┌─ Listing

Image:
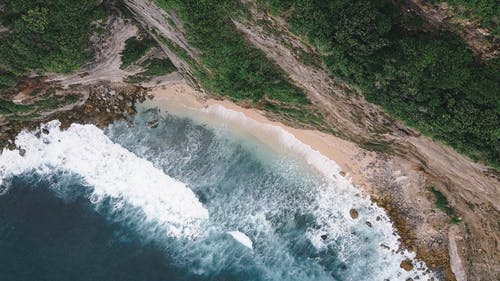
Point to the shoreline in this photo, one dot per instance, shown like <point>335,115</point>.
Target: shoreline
<point>348,156</point>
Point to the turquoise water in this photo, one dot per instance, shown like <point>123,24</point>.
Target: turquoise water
<point>180,200</point>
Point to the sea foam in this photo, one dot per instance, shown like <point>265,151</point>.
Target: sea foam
<point>333,200</point>
<point>111,170</point>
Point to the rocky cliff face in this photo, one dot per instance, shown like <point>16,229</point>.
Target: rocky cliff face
<point>399,180</point>
<point>398,163</point>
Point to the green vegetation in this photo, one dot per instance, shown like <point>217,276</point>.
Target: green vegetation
<point>15,111</point>
<point>231,66</point>
<point>428,79</point>
<point>154,68</point>
<point>487,12</point>
<point>158,67</point>
<point>45,36</point>
<point>441,203</point>
<point>134,50</point>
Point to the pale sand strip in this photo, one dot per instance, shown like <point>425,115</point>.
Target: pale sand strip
<point>179,96</point>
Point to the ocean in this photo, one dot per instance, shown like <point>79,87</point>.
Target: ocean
<point>197,195</point>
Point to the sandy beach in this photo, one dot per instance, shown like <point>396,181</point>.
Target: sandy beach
<point>178,97</point>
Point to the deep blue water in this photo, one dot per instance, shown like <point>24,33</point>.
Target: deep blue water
<point>50,229</point>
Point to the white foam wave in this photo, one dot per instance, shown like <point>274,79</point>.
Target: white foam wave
<point>111,170</point>
<point>333,200</point>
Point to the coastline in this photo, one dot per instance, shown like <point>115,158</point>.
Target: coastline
<point>348,156</point>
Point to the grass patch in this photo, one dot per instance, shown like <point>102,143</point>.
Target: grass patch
<point>134,50</point>
<point>430,80</point>
<point>154,68</point>
<point>231,66</point>
<point>441,203</point>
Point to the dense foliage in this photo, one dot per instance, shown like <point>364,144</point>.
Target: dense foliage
<point>232,67</point>
<point>430,80</point>
<point>44,35</point>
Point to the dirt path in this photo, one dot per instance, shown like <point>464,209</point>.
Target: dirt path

└─

- _Exercise_: Please render the listing above as a numbered list, dropping any blank lines and leaving out the pictures.

- _Written solution_:
1. Image:
2. Point to the shoreline in this photo, one dot per instance, shown like <point>335,115</point>.
3. Target: shoreline
4. <point>348,156</point>
5. Point to the turquoise water in this photo, one dot per instance, shown like <point>123,24</point>.
6. Target: turquoise water
7. <point>180,200</point>
8. Point to the sea foam in this photo, one dot per instance, shown like <point>265,151</point>.
9. Target: sea foam
10. <point>333,200</point>
11. <point>111,170</point>
12. Point to the rocky cliff face in this photo, one dot per instance, shown like <point>16,229</point>.
13. Target: rocky cliff face
14. <point>399,180</point>
15. <point>398,163</point>
16. Point to the green vegetation in this photo, one dot per instance, shown like <point>217,276</point>.
17. Target: green vegetation
18. <point>15,111</point>
19. <point>231,66</point>
20. <point>428,79</point>
21. <point>154,68</point>
22. <point>487,12</point>
23. <point>158,67</point>
24. <point>45,36</point>
25. <point>441,203</point>
26. <point>134,50</point>
27. Point to the pale sand strip in this photo, one dot per instance, shown like <point>425,115</point>.
28. Target: pale sand strip
29. <point>179,96</point>
30. Point to the ocean in this photo, one dot per instance, shown like <point>79,87</point>.
31. Target: ocean
32. <point>197,195</point>
33. Point to the sandy beach in this photo, one dot per instance, shown like <point>396,181</point>.
34. Target: sandy beach
35. <point>178,97</point>
36. Point to the deep blue water in this photo, one dot per instance, shown like <point>24,33</point>.
37. Target: deep blue water
38. <point>50,229</point>
39. Point to the white foam wave in this photo, one dot per instance, shown like <point>274,79</point>.
40. Target: white foam wave
41. <point>111,170</point>
42. <point>333,200</point>
43. Point to the coastline in this photo, one dot per instance, shown like <point>115,158</point>.
44. Target: coastline
45. <point>348,156</point>
46. Point to the grass patch in this photo, one dot per instance, shown like <point>102,143</point>.
47. Target: grass patch
48. <point>134,50</point>
49. <point>430,80</point>
50. <point>154,68</point>
51. <point>231,66</point>
52. <point>441,203</point>
53. Point to the dense foliage in this photo, one dot per instance, shown like <point>364,144</point>.
54. Target: dense foliage
55. <point>232,67</point>
56. <point>430,80</point>
57. <point>44,35</point>
58. Point to the dirt path in this photo, one dot per instance, shown like <point>464,209</point>.
59. Target: dirt path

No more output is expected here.